Problems to work on ▸
a) What demands did the detainees make, according to the excerpt on Bahrain's prison hunger strike? List each one.
b) In the excerpt on Bahrain's prison hunger strike, how many days had the strike lasted when BIRD's advocacy director commented on the government's offer?
c) Reproduce the passage from the excerpt on Bahrain's prison hunger strike, starting at "Reports from AFP" and ending at "time for inmates.".

Page excerpt ▸
Last month, detainees initiated a hunger strike by releasing a statement through a banned opposition party. Their demands included extending the daily one-hour time limit outside their cells, permitting group prayers at the prison mosque, easing restrictions on family visits, improving educational facilities, and ensuring access to proper medical care.

Reports from AFP indicate that Bahraini authorities have responded positively to the hunger strike. The Interior Ministry disclosed that the government will now "increase the duration of visitations" and is considering extending the outdoor time for inmates.

However, the Bahrain Institute for Rights and Democracy (BIRD), based in the UK, dismissed these changes as inadequate. Sayed Alwadaei, the advocacy director of BIRD, stated to AFP that "This offer is too little, too late. It comes after 22 days of Bahrain's biggest hunger strike in its prison history."

[Excerpts from a dataset]
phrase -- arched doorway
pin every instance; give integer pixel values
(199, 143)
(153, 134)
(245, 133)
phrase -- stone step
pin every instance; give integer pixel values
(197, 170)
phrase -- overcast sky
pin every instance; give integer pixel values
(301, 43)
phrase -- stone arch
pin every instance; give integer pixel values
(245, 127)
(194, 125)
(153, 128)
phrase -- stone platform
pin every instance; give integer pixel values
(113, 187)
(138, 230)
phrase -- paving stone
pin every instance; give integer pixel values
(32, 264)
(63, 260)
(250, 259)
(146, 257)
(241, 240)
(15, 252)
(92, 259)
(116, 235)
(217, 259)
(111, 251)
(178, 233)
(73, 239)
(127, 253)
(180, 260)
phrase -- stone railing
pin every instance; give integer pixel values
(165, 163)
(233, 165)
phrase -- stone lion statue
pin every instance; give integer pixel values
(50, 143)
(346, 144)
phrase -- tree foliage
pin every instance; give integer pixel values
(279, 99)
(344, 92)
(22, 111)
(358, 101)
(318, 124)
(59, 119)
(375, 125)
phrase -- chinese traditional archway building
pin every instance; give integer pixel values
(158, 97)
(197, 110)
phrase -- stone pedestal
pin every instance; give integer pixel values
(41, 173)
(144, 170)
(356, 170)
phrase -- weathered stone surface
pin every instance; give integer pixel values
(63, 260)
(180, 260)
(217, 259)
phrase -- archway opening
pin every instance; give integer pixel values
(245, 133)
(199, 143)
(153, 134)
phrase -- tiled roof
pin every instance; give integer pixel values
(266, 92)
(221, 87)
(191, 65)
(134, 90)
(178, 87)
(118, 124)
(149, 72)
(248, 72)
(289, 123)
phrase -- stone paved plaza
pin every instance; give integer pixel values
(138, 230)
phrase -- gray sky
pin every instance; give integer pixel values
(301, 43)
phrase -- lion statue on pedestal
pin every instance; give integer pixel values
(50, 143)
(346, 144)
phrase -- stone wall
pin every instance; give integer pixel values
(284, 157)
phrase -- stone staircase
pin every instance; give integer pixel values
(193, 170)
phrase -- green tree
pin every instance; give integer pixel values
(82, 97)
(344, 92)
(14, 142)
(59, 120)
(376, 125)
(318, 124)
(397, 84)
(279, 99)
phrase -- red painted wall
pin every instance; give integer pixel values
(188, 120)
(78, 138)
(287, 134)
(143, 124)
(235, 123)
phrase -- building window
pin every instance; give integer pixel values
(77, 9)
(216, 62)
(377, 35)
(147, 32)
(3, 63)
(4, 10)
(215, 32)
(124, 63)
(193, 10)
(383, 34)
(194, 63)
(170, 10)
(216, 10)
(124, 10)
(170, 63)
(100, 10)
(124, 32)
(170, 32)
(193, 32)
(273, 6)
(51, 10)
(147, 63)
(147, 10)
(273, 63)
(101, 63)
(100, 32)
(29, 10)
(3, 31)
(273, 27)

Answers for this exercise ▸
a)
- Extending the daily one-hour time limit outside their cells
- Permitting group prayers at the prison mosque
- Easing restrictions on family visits
- Improving educational facilities
- Ensuring access to proper medical care

b) 22 days.

c)
Reports from AFP indicate that Bahraini authorities have responded positively to the hunger strike. The Interior Ministry disclosed that the government will now "increase the duration of visitations" and is considering extending the outdoor time for inmates.